* TEXT SHOWN:

Archived text (1526 words)
Application by Jetstar Airways Pty Ltd [2016] FWC 389 (22 January 2016)
[2016] FWC 389
FAIR WORK COMMISSION
DECISION
Fair Work Act 2009
s.318
- Application for an order relating to instruments covering new employer and transferring employees
Jetstar Airways Pty Ltd
(AG2016/2078)
Airline operations
VICE PRESIDENT WATSON
MELBOURNE, 22 JANUARY 2016
Application for an order in relation to transfer of business - Transferrable instrument - Application that transferrable instrument
not cover transferring employee - Conditional offer of employment - Application not opposed -
Fair Work Act 2009
,
ss. 311
,
312
,
317
and
318
.
Introductions
[1]
This decision concerns an application by Jetstar Airways Limited (Jetstar) for an order under
s.318
of the
Fair Work Act 2009
(the Act) which relates to instruments covering a new employer and transferring employees in the context of a transfer of business.
[2]
The application concerns Steven Wigger who is employed by Qantas Airways Limited (Qantas) under the
Qantas Airways Ltd (AWU, AMWU, CEPU) Enterprise Agreement 9
(the Qantas Agreement). The terms of the order are sought under
s.318(1)
and provide that in relation to Mr Wigger, where there is a transfer of business from Qantas to Jetstar within the meaning of Division
2,
Part 2
-
8
of the Act, the Qantas Agreement will not cover Jetstar.
[3]
For the purpose of
s.311(6)
of the Act, Qantas and Jetstar are associated entities or have a connection by virtue of their status as related bodies corporate,
as that term is defined by
s.50
of the
Corporations Act 2001
.
Background
[4]
Mr Wigger has been employed by Qantas since 8 February 2012. He is currently engaged as an Adult Aircraft Trades Apprentice under
the Qantas Agreement. Mr Wigger wishes to pursue employment as an Aircraft Maintenance Engineer with Jetstar.
[5]
Jetstar wishes to offer Mr Wigger employment as an Aircraft Maintenance Engineer in Sydney. It is a pre-condition to Mr Wigger accepting
employment with Jetstar that an order pursuant to
s.318
of the Act be in place to ensure that no transfer of business can take place.
[6]
Mr Wigger wishes to accept the offer of employment with Jetstar and each of Mr Wigger, Qantas and Jetstar request that the Commission
make the orders sought in this application.
The relevant legislation
[7]
Part 2
-
8
of the Act describes when a transfer of business occurs and provides for the transfer of enterprise agreements, certain modern awards
and certain other instruments if there is a transfer of business from one employer to another employer.

[Raw records]
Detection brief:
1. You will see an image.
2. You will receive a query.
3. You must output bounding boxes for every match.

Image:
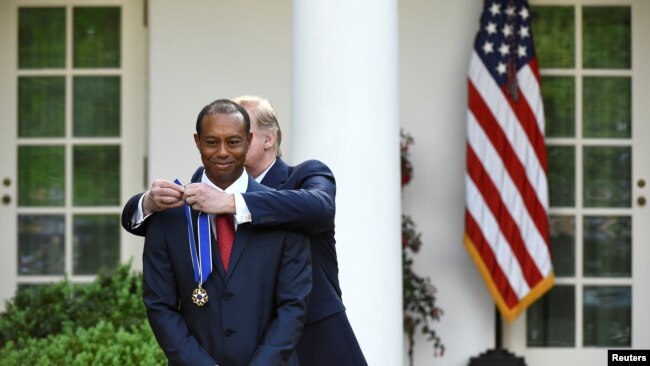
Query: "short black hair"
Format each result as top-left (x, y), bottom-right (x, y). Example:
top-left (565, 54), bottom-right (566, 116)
top-left (196, 99), bottom-right (251, 135)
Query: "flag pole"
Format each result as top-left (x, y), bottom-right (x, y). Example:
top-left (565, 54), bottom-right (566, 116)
top-left (494, 305), bottom-right (503, 350)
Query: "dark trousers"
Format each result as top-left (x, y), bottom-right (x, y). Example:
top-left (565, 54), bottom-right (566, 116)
top-left (298, 311), bottom-right (368, 366)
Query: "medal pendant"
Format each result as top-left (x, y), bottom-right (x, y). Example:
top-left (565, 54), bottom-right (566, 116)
top-left (192, 285), bottom-right (208, 306)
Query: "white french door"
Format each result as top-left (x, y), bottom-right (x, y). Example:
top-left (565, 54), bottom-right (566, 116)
top-left (0, 0), bottom-right (146, 310)
top-left (504, 0), bottom-right (650, 366)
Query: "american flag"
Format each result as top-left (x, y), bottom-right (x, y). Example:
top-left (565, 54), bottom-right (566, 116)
top-left (464, 0), bottom-right (554, 321)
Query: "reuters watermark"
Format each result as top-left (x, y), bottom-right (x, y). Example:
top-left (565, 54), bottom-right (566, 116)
top-left (607, 349), bottom-right (650, 366)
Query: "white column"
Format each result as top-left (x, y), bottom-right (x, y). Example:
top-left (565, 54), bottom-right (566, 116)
top-left (290, 0), bottom-right (404, 365)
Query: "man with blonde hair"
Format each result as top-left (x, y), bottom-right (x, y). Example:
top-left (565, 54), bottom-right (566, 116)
top-left (122, 96), bottom-right (367, 366)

* WHAT TO WORK ON:
Answer the following questions using the Fair Work Commission decision.
1. Since what date has Mr Wigger been employed by Qantas?
2. In which city does Jetstar wish to offer Mr Wigger employment as an Aircraft Maintenance Engineer?
3. Which section of the Corporations Act 2001 defines the term "related bodies corporate"?

* SOLUTION TO THIS EXERCISE:
1. 8 February 2012
2. Sydney
3. Section 50 (s.50)